▶ Job
In the items below, copy word for word the stretch from the line containing "the black hair" through the line containing "pixel 80 195", including both of those lines.

▶ Extracted material
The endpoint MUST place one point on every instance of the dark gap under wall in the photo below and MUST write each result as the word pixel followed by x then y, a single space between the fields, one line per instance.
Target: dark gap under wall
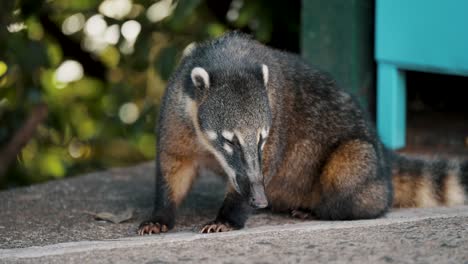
pixel 437 113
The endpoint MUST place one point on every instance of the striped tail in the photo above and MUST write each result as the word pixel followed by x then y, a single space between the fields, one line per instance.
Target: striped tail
pixel 420 182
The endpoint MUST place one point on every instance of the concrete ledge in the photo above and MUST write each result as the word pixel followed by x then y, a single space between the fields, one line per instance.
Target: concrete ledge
pixel 50 223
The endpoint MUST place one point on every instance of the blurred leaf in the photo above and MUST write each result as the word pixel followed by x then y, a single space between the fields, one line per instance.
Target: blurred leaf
pixel 183 10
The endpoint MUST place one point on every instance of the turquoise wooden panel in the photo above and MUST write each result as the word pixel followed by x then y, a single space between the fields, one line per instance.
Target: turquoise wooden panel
pixel 428 35
pixel 391 105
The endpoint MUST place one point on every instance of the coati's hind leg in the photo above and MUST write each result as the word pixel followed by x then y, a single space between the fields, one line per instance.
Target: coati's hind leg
pixel 174 177
pixel 232 215
pixel 353 186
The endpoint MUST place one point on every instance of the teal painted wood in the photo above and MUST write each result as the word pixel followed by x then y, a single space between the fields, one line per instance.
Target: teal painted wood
pixel 391 105
pixel 424 35
pixel 421 35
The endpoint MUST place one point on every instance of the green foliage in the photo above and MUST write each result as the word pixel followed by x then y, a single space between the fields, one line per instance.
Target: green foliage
pixel 102 114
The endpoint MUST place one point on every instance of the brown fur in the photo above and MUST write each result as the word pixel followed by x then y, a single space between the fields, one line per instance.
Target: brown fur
pixel 348 166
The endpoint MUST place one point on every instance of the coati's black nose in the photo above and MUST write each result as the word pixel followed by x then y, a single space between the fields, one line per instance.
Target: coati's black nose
pixel 258 198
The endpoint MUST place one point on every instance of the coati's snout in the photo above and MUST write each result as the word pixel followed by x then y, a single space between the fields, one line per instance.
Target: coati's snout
pixel 232 121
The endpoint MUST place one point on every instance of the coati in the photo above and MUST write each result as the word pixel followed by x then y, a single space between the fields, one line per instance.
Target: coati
pixel 286 137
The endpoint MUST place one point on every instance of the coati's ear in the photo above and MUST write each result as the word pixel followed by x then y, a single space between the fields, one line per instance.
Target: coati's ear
pixel 265 74
pixel 200 78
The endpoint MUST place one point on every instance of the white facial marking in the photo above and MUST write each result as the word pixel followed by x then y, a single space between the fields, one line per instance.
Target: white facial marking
pixel 211 135
pixel 265 74
pixel 228 149
pixel 200 77
pixel 240 137
pixel 227 135
pixel 191 109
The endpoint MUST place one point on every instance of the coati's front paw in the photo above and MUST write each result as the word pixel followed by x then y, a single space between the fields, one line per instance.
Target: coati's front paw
pixel 216 227
pixel 149 227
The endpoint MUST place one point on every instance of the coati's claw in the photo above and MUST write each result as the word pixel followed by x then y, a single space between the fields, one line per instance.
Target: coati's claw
pixel 301 214
pixel 151 228
pixel 216 228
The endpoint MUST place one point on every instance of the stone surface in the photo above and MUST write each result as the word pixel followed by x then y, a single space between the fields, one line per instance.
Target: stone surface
pixel 54 223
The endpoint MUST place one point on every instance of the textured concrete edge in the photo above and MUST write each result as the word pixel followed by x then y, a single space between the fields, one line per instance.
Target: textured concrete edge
pixel 131 242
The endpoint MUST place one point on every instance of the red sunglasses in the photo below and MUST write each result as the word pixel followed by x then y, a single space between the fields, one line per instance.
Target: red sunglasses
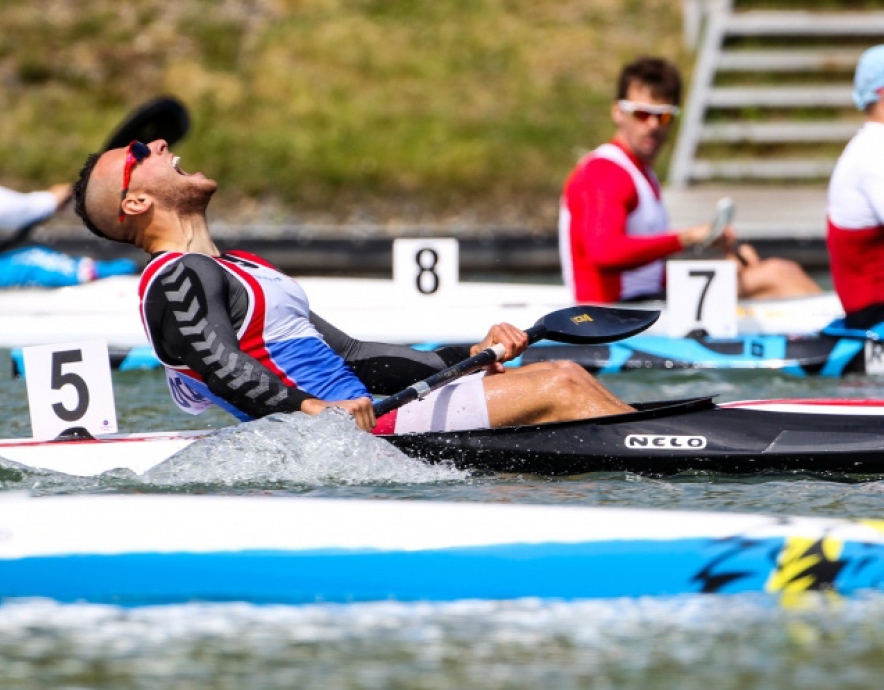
pixel 136 153
pixel 644 111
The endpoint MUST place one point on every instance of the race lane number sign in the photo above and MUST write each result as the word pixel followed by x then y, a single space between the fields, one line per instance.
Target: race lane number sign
pixel 701 295
pixel 425 267
pixel 69 385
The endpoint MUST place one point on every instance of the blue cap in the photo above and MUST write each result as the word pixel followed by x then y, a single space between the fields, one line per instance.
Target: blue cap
pixel 869 77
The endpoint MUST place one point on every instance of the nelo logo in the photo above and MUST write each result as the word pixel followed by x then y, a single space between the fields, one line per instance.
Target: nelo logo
pixel 649 441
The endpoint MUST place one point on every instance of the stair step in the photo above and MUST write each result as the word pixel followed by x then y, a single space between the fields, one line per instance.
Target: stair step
pixel 761 169
pixel 779 132
pixel 822 95
pixel 799 23
pixel 782 60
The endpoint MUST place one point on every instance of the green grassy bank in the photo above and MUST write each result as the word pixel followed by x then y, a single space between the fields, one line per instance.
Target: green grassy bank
pixel 333 110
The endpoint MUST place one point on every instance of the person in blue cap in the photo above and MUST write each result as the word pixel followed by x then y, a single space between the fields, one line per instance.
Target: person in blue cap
pixel 855 205
pixel 42 266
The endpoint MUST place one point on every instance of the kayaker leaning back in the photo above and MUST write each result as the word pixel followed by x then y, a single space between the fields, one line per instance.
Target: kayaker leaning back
pixel 614 232
pixel 232 330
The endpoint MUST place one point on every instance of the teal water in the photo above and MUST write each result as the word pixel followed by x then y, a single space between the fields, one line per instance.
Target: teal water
pixel 744 642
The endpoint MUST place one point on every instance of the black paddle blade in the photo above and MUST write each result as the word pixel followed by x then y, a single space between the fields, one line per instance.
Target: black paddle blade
pixel 590 324
pixel 162 118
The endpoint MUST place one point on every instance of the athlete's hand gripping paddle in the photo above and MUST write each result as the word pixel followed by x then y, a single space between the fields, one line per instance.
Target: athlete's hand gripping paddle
pixel 161 118
pixel 582 325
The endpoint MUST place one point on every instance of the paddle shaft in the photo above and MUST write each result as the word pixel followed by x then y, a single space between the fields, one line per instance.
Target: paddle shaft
pixel 468 366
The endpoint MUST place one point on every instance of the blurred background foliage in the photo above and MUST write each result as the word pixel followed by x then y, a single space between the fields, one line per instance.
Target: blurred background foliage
pixel 334 110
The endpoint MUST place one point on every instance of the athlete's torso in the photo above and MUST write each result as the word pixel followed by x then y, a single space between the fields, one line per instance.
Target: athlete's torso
pixel 855 211
pixel 268 312
pixel 578 244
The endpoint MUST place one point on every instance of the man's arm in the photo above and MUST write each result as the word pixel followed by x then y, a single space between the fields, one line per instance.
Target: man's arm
pixel 187 314
pixel 383 368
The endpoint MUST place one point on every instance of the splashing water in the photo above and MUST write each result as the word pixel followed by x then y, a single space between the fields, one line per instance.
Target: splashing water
pixel 295 449
pixel 281 451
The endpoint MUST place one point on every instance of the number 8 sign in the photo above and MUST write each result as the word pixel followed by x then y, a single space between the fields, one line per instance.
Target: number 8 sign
pixel 69 385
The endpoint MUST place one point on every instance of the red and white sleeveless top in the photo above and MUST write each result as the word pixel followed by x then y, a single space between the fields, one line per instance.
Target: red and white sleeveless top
pixel 855 211
pixel 589 282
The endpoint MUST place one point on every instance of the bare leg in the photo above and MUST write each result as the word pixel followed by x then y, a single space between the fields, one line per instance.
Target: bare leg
pixel 547 392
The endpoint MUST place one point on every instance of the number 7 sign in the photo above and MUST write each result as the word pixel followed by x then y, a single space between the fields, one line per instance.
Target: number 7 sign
pixel 69 385
pixel 701 295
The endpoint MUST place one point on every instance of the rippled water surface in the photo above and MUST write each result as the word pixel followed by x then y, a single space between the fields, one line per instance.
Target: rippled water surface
pixel 686 642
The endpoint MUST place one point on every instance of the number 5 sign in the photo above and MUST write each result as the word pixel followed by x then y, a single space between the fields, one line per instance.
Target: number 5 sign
pixel 701 295
pixel 69 385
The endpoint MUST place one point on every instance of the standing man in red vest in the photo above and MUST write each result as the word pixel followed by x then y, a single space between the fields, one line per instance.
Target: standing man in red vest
pixel 856 203
pixel 614 231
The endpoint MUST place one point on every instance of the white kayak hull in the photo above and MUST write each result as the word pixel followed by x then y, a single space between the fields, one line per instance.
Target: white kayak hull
pixel 367 309
pixel 567 447
pixel 151 549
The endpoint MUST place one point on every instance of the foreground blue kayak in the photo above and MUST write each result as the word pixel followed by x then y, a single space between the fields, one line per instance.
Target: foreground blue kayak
pixel 162 549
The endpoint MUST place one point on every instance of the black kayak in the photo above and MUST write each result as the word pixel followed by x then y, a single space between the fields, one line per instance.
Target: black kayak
pixel 669 437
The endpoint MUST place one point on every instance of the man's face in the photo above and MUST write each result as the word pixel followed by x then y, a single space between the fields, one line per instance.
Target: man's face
pixel 160 175
pixel 642 133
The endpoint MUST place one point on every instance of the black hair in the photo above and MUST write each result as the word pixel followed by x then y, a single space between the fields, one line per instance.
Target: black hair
pixel 660 75
pixel 80 195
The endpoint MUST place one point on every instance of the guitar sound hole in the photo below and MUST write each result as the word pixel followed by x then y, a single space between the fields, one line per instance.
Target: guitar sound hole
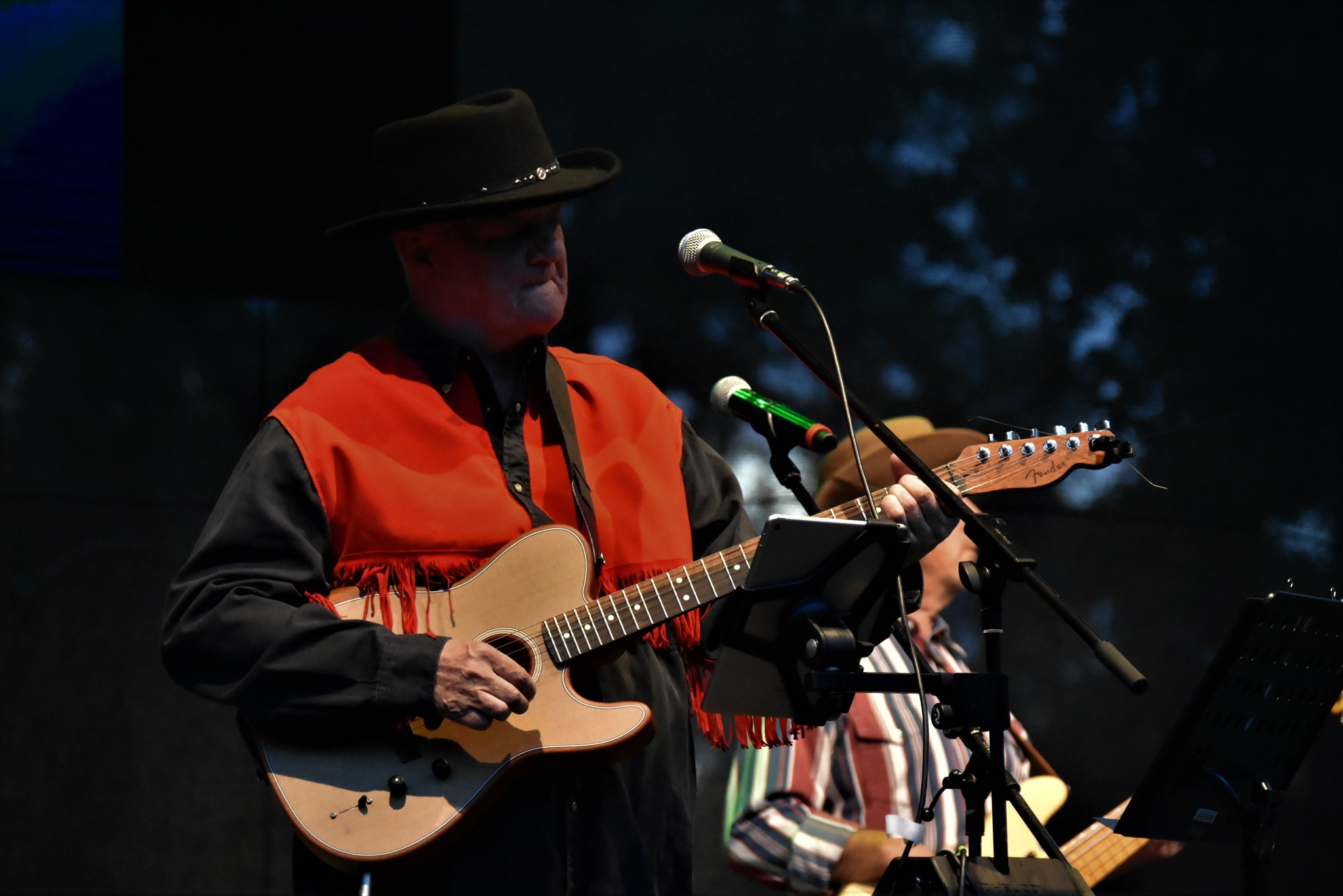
pixel 515 649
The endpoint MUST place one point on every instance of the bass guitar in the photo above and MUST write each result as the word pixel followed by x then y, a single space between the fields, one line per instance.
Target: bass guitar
pixel 386 798
pixel 1096 852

▶ Complete response
The endpoint MUST place one point on every instance of the black hair in the photo above and MUST write each result as the word pixel followed by x then y, a single space between the fields, one line per instance.
Target: black hair
pixel 660 75
pixel 80 195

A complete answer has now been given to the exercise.